Set exercise A
In the Q&A on justification and inductive thinking, which obvious assumption does the questioner say fits well with concluding that a seen object exists in the external world?
Set exercise B
Filter the records down to every line that holds the string "white", treating case as significant.

Selected passage
[start]

Q&A: Justification — Inductive Thinking and Revealing Arguments
Justification — Inductive Thinking and Revealing Arguments
Question
With God’s help
Hello Rabbi,
I wanted to ask, according to the Rabbi’s approach: since the justification for our inductive thinking is based on a “prior / revealed” belief that we were not previously aware of (for example, God as a coordinator, or ideal evidence),
is there not something flawed about this kind of justification?
For example, when we see something and as a result assume that the object exists in the external world, that fits very well with our obvious assumption that the eyes are reliable. From that standpoint, there is no need to give any further explanation, otherwise this becomes skepticism and we get caught in a regress. And because we are operating from a “foundationalist” outlook that assumes understanding rests on basic forms of thought that cannot be justified, a kind of evidence, we therefore do not see any need to provide further justification for that.

[end]

Entries provided
[start]

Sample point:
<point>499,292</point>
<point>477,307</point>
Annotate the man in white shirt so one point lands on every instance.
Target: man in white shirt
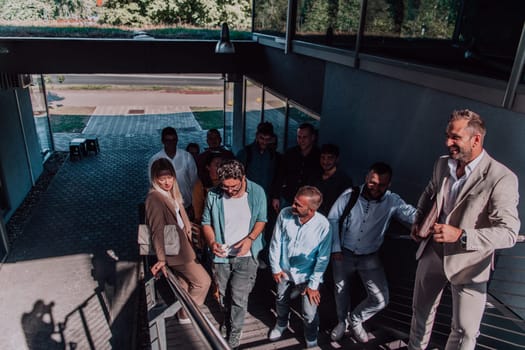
<point>233,218</point>
<point>299,254</point>
<point>183,162</point>
<point>356,241</point>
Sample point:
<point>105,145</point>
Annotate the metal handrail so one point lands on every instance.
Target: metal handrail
<point>202,324</point>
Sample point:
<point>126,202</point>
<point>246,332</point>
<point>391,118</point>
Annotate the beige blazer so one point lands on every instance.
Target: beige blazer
<point>486,208</point>
<point>160,213</point>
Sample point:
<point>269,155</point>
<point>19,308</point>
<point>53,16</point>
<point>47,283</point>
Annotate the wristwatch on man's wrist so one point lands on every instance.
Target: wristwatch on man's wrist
<point>463,239</point>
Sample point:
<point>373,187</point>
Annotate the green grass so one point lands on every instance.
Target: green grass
<point>116,33</point>
<point>208,119</point>
<point>68,123</point>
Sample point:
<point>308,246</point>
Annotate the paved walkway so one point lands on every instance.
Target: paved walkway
<point>75,265</point>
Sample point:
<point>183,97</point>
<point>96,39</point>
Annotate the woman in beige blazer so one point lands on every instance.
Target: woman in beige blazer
<point>165,211</point>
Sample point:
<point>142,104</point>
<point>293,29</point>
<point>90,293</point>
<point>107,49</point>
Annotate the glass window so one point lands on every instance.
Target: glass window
<point>275,113</point>
<point>228,113</point>
<point>328,22</point>
<point>269,17</point>
<point>252,109</point>
<point>478,37</point>
<point>43,129</point>
<point>296,117</point>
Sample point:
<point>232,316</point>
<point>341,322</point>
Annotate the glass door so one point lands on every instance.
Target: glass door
<point>41,116</point>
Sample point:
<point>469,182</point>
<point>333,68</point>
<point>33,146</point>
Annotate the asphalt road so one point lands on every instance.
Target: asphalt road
<point>141,79</point>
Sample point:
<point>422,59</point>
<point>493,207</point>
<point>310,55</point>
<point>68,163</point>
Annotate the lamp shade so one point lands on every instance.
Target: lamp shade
<point>224,45</point>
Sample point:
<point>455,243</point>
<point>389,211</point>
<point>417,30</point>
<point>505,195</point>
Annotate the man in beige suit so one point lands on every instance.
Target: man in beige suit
<point>477,200</point>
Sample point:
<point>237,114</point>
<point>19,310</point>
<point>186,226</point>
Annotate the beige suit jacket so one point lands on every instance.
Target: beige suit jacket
<point>486,208</point>
<point>160,213</point>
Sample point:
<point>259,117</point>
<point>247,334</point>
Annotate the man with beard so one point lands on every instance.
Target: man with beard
<point>299,255</point>
<point>357,236</point>
<point>298,164</point>
<point>476,200</point>
<point>234,217</point>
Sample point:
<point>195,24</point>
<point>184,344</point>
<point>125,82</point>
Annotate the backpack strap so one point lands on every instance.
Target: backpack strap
<point>351,203</point>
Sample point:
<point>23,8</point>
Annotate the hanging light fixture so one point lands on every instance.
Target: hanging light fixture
<point>224,45</point>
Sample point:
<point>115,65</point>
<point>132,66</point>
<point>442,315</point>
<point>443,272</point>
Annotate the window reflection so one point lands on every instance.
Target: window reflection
<point>252,109</point>
<point>38,101</point>
<point>228,113</point>
<point>270,17</point>
<point>328,22</point>
<point>275,113</point>
<point>296,117</point>
<point>478,37</point>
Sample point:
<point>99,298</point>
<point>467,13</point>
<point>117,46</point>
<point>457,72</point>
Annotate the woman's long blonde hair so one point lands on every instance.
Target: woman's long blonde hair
<point>164,164</point>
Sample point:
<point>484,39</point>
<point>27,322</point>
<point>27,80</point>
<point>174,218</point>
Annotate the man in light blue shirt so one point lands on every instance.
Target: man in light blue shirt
<point>355,247</point>
<point>299,254</point>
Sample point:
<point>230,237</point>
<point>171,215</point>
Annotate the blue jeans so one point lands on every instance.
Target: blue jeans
<point>287,290</point>
<point>235,281</point>
<point>372,275</point>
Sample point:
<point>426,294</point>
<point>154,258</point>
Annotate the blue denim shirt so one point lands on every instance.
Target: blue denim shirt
<point>302,251</point>
<point>213,215</point>
<point>364,228</point>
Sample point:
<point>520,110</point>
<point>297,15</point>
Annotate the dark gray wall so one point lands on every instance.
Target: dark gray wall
<point>297,77</point>
<point>15,162</point>
<point>373,118</point>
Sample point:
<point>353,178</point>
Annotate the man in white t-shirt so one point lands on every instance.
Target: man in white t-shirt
<point>234,217</point>
<point>183,162</point>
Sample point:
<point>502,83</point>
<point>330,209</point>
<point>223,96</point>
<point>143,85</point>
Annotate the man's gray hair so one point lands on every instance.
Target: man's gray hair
<point>316,197</point>
<point>230,169</point>
<point>475,123</point>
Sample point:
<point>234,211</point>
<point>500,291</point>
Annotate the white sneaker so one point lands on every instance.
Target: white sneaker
<point>276,333</point>
<point>311,344</point>
<point>184,321</point>
<point>359,333</point>
<point>338,331</point>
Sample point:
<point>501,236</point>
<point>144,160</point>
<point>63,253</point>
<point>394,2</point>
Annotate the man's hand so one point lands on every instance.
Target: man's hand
<point>276,204</point>
<point>413,233</point>
<point>337,256</point>
<point>243,246</point>
<point>279,275</point>
<point>216,249</point>
<point>444,233</point>
<point>160,266</point>
<point>313,295</point>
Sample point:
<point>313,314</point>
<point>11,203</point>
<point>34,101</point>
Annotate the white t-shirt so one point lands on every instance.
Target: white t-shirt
<point>237,217</point>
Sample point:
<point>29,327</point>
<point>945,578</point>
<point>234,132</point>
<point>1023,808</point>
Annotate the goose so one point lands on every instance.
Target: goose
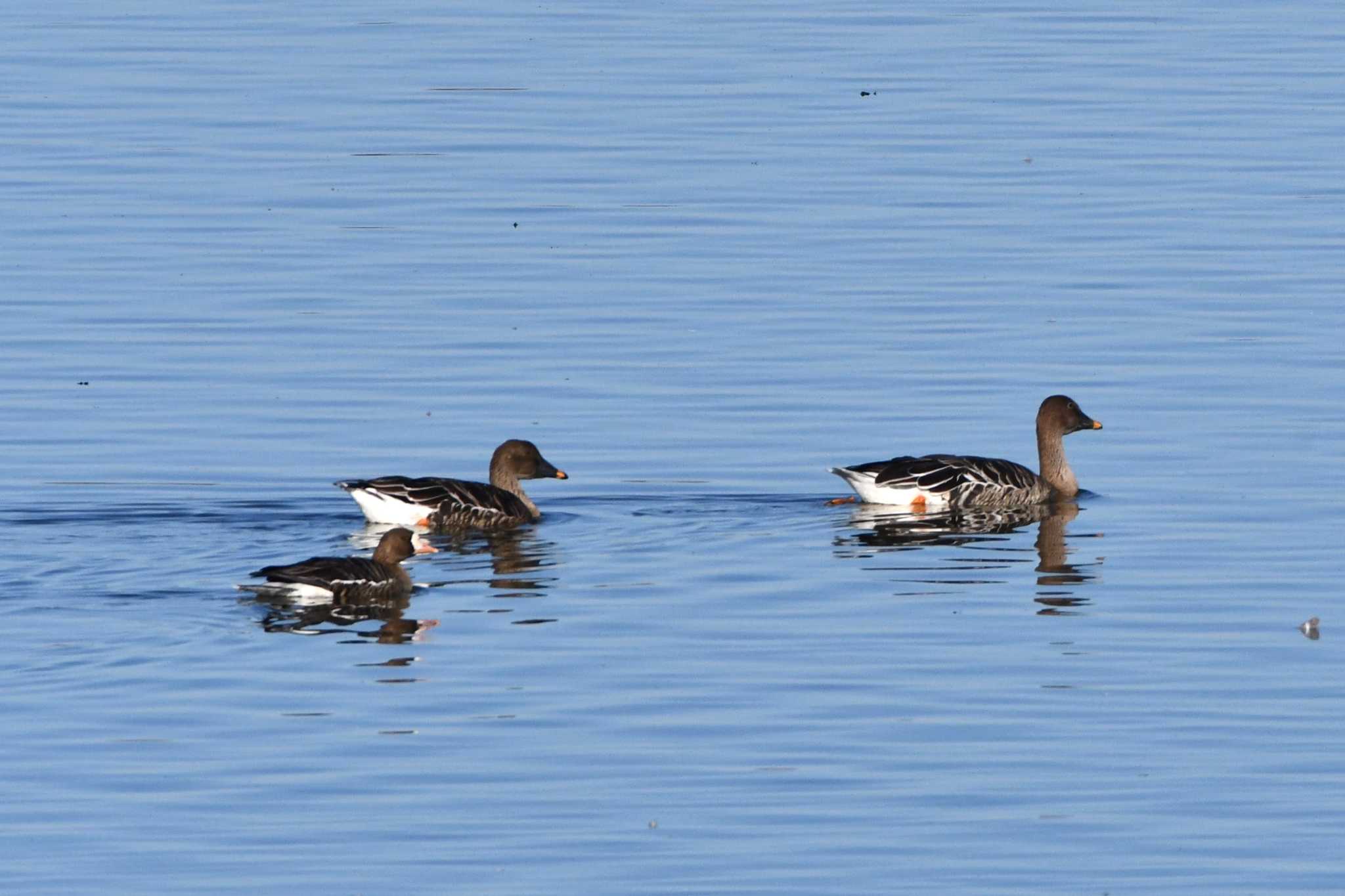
<point>345,578</point>
<point>455,503</point>
<point>951,480</point>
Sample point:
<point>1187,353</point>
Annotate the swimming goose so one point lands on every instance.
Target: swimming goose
<point>951,480</point>
<point>455,503</point>
<point>345,578</point>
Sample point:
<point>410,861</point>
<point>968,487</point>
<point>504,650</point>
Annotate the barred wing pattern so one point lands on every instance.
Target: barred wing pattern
<point>343,576</point>
<point>450,503</point>
<point>961,480</point>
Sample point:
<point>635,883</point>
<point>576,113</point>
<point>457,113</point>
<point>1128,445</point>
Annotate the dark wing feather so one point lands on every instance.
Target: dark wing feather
<point>962,479</point>
<point>323,571</point>
<point>433,494</point>
<point>479,505</point>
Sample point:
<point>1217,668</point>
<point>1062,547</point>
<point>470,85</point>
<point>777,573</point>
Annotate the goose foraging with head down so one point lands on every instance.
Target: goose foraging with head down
<point>950,480</point>
<point>456,503</point>
<point>381,576</point>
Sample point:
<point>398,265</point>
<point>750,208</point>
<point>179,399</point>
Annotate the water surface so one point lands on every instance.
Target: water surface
<point>698,254</point>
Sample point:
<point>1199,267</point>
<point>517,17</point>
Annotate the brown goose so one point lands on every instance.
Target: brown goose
<point>455,503</point>
<point>345,578</point>
<point>950,480</point>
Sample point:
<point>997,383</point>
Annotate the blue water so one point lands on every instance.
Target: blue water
<point>252,250</point>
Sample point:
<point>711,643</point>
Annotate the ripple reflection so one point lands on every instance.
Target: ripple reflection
<point>989,535</point>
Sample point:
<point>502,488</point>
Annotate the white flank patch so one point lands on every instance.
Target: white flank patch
<point>380,508</point>
<point>871,494</point>
<point>296,591</point>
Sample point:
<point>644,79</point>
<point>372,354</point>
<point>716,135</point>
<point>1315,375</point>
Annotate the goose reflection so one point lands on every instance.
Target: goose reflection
<point>988,535</point>
<point>304,616</point>
<point>521,563</point>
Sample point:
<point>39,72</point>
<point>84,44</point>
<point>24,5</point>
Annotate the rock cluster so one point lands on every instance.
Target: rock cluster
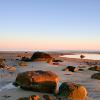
<point>39,81</point>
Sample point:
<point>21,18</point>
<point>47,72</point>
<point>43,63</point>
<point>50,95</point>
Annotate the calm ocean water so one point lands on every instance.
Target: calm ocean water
<point>87,56</point>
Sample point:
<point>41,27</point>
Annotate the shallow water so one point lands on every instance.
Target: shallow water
<point>87,56</point>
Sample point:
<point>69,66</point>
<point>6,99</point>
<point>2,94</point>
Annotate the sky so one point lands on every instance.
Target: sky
<point>49,24</point>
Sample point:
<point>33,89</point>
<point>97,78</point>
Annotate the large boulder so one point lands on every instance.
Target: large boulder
<point>40,81</point>
<point>72,91</point>
<point>33,97</point>
<point>95,68</point>
<point>47,97</point>
<point>40,56</point>
<point>23,64</point>
<point>71,68</point>
<point>96,76</point>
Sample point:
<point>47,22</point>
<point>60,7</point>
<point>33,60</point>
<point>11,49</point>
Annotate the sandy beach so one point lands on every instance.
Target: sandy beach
<point>10,92</point>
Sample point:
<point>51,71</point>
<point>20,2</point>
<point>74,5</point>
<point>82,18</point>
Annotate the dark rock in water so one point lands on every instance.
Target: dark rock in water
<point>71,68</point>
<point>40,56</point>
<point>55,60</point>
<point>72,91</point>
<point>95,68</point>
<point>47,97</point>
<point>96,76</point>
<point>80,69</point>
<point>39,81</point>
<point>33,97</point>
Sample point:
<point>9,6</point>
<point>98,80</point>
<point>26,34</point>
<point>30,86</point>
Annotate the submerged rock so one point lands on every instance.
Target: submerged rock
<point>71,68</point>
<point>47,97</point>
<point>40,81</point>
<point>72,91</point>
<point>96,76</point>
<point>95,68</point>
<point>33,97</point>
<point>40,56</point>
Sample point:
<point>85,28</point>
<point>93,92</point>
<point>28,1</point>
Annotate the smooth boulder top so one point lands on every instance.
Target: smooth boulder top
<point>96,76</point>
<point>40,55</point>
<point>72,91</point>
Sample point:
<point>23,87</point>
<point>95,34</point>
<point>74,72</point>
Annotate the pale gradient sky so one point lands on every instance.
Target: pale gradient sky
<point>49,24</point>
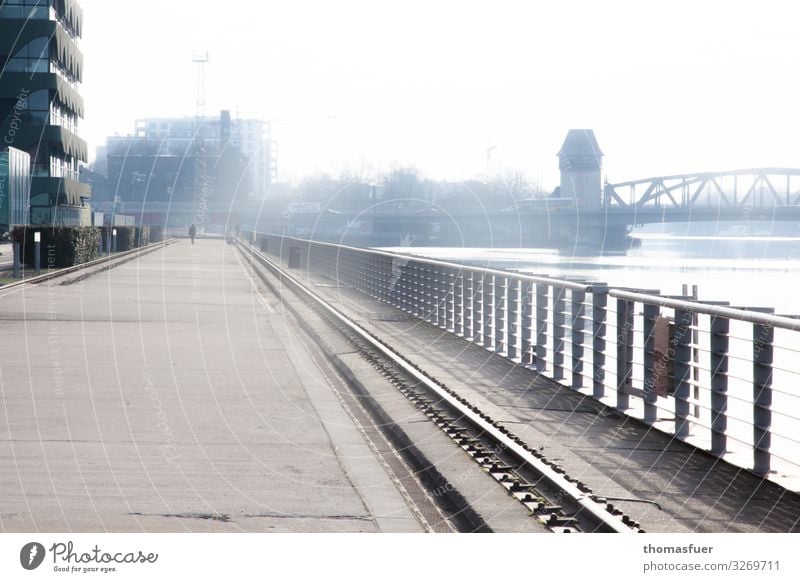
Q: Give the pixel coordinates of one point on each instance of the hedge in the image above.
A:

[end]

Written answer A
The assumption that the eyes are reliable.

Written answer B
Annotate the man in white shirt so one point lands on every instance.
Target: man in white shirt
Annotate the man in white t-shirt so one point lands on every instance.
Target: man in white t-shirt
Annotate the white sneaker so one point lands on every instance.
Target: white sneaker
Annotate the white t-shirt so one point lands on every instance.
Target: white t-shirt
Annotate the white flank patch so one point lands on every instance.
Target: white flank patch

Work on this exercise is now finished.